From the listing that follows, output everything exactly except the pictures.

• [DATA RECORDS]
--*--

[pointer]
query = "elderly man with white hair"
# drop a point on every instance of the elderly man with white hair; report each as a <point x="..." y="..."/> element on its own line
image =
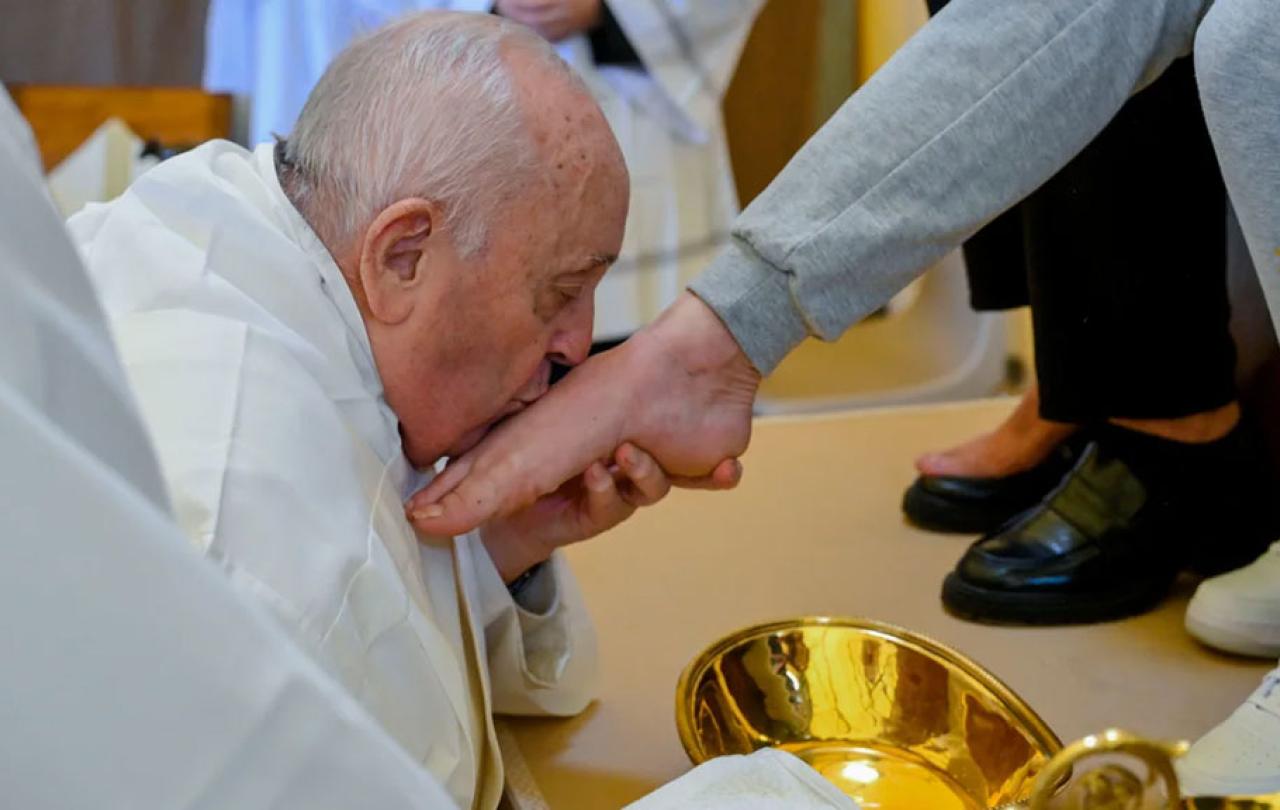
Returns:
<point x="311" y="326"/>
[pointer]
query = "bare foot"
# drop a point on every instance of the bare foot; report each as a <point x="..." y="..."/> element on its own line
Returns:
<point x="1018" y="444"/>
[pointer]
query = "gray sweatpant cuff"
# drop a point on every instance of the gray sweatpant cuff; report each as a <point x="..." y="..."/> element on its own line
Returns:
<point x="754" y="300"/>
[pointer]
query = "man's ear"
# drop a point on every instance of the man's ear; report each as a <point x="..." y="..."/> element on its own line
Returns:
<point x="392" y="260"/>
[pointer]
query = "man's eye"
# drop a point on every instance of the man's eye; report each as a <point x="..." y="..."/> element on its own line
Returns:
<point x="570" y="292"/>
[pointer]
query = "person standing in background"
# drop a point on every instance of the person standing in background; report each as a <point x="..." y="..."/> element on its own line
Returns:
<point x="659" y="71"/>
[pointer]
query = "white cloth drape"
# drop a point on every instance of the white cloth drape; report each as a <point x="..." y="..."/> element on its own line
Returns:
<point x="256" y="378"/>
<point x="132" y="674"/>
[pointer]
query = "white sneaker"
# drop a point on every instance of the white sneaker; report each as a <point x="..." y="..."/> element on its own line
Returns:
<point x="1242" y="755"/>
<point x="1239" y="612"/>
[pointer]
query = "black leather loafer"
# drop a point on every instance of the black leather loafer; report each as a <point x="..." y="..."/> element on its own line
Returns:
<point x="1110" y="539"/>
<point x="977" y="506"/>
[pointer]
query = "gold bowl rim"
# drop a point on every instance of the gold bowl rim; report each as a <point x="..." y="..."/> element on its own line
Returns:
<point x="1022" y="712"/>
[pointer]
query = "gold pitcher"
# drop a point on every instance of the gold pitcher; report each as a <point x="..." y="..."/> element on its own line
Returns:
<point x="900" y="722"/>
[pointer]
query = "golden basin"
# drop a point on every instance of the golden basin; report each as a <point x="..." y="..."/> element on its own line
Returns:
<point x="901" y="722"/>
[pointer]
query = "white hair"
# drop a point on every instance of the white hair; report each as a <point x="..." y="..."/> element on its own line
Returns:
<point x="423" y="108"/>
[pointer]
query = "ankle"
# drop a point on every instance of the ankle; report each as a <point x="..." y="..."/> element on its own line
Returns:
<point x="1194" y="429"/>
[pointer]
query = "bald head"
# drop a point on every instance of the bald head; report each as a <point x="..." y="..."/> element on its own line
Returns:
<point x="467" y="110"/>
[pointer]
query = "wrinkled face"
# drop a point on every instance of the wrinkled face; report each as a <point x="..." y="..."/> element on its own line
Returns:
<point x="471" y="342"/>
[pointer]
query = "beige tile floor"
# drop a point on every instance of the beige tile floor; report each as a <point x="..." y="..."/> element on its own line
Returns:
<point x="816" y="529"/>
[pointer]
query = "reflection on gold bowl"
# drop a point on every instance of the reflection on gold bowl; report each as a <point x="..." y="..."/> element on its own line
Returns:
<point x="900" y="722"/>
<point x="895" y="719"/>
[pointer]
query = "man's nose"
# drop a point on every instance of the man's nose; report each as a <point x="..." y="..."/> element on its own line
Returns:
<point x="572" y="342"/>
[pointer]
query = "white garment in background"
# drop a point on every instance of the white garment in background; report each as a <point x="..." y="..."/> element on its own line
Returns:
<point x="133" y="677"/>
<point x="667" y="117"/>
<point x="255" y="375"/>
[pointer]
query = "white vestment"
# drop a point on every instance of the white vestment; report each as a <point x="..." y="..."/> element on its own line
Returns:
<point x="133" y="676"/>
<point x="255" y="375"/>
<point x="666" y="115"/>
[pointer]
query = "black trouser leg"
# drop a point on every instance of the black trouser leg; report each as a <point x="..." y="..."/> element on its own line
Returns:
<point x="1127" y="266"/>
<point x="1123" y="262"/>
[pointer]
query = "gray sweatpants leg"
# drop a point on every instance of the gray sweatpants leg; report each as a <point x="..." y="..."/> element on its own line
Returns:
<point x="1238" y="71"/>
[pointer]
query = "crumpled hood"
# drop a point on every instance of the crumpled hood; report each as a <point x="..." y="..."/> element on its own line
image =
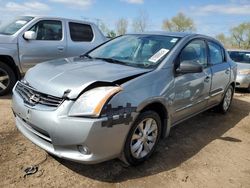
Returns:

--*--

• [REPLY]
[pointer]
query = "elderly man with white hair"
# drop a point on every instance of the elderly man with white hair; report each as a <point x="..." y="..."/> element on its own line
image =
Returns:
<point x="311" y="326"/>
[pointer]
query = "bare foot"
# drop a point on every instance of the bare foot; report each as a <point x="..." y="..."/> element on its own line
Returns:
<point x="1018" y="444"/>
[pointer]
query = "gray sweatpant cuff"
# drop a point on every instance of the gray sweatpant cuff; report each as a <point x="..." y="..."/> element on its own line
Returns:
<point x="754" y="300"/>
[pointer]
query = "man's ear"
# drop a point on every instance of the man's ear; report each as a <point x="..." y="..."/> element on its own line
Returns:
<point x="392" y="260"/>
[pointer]
query = "man's eye"
# drop a point on every instance of the man's eye; report each as a <point x="..." y="..."/> element on its own line
Returns:
<point x="570" y="292"/>
[pointer]
query = "person standing in background"
# drop a point on every instance of the person standing in background; report each as a <point x="..." y="..."/> element on its own line
Returns:
<point x="659" y="71"/>
[pointer]
query = "white cloth drape"
# drop a point on every instance of the white cloth drape; report each as a <point x="..." y="..."/> element on its own line
Returns:
<point x="256" y="378"/>
<point x="132" y="674"/>
[pointer]
query = "white sneaker"
# drop a point on every instance of the white sneaker; report each as a <point x="..." y="..."/> element on its own line
Returns:
<point x="1242" y="755"/>
<point x="1239" y="612"/>
[pointer]
query = "black leather loafer"
# drop a point on every instance of the black leather loafer; report each as a <point x="..." y="..."/> element on its own line
Returns:
<point x="1110" y="539"/>
<point x="977" y="506"/>
[pointer]
query = "gold bowl rim"
# drop a point on every instance of the gold bowl rim; report each as a <point x="..." y="..."/> element on its own line
Returns:
<point x="1022" y="712"/>
[pointer]
query = "gold pitcher"
# drop a point on every instance of the gold pitcher; report each as a <point x="..." y="..."/> element on its own line
Returns:
<point x="900" y="722"/>
[pointer]
query = "golden basin"
# drop a point on every instance of the golden basin; report each as a <point x="..." y="..."/> element on its own line
Returns:
<point x="901" y="722"/>
[pointer]
query = "white hair"
# drop a point on every instance of the white hair; report each as a <point x="..." y="..."/> element on its own line
Returns:
<point x="423" y="108"/>
[pointer]
query = "ankle"
# drop a point on every instance of the ankle; report each as a <point x="..." y="..."/> element on its own line
Returns:
<point x="1194" y="429"/>
[pointer]
query = "bald head"
# drop a point on every instance of the bald head; report each as a <point x="..." y="..."/> element on its own line
Returns:
<point x="467" y="110"/>
[pointer]
query = "wrinkled face"
# drop a point on every instance of the wrinkled face; report each as a <point x="..." y="..."/> element on its own line
Returns:
<point x="471" y="342"/>
[pointer]
query = "beige tile floor"
# drop a point on every instance of the beige tile floor; report each as a <point x="..." y="..."/> element on its own line
Returns:
<point x="816" y="529"/>
[pointer]
query = "reflection on gold bowl"
# drop a point on every instance of the reflection on gold bowl; report each as a <point x="..." y="..."/> element on its own line
Returns:
<point x="900" y="722"/>
<point x="895" y="719"/>
[pointer]
query = "man's nose"
# drop a point on every instance of the man's nose; report each as a <point x="..." y="..."/> element on its own line
Returns:
<point x="572" y="342"/>
[pointer]
query = "white garment in background"
# drop a point on every instance of the white garment in background; report each as a <point x="..." y="..."/> element on its own line
Returns:
<point x="133" y="677"/>
<point x="667" y="117"/>
<point x="255" y="375"/>
[pointer]
query = "white vestment"
# drop a point on every instance of the white vestment; report each as a <point x="..." y="..."/> element on its own line
Returns:
<point x="133" y="676"/>
<point x="255" y="375"/>
<point x="666" y="115"/>
[pointer]
query = "black trouser leg"
# drop a point on every instance of the black trouser leg; report each as a <point x="..." y="..."/> element on its own line
Returns:
<point x="1127" y="266"/>
<point x="1123" y="262"/>
[pointer]
query = "gray sweatpants leg"
# drop a point on every instance of the gray sweatpants leg; report each as a <point x="..." y="..."/> element on its own line
Returns:
<point x="1238" y="71"/>
[pointer]
query = "crumpled hood"
# drop a point on every instance of the crumpled hood; report each as a <point x="..." y="..."/> element on its own line
image =
Returns:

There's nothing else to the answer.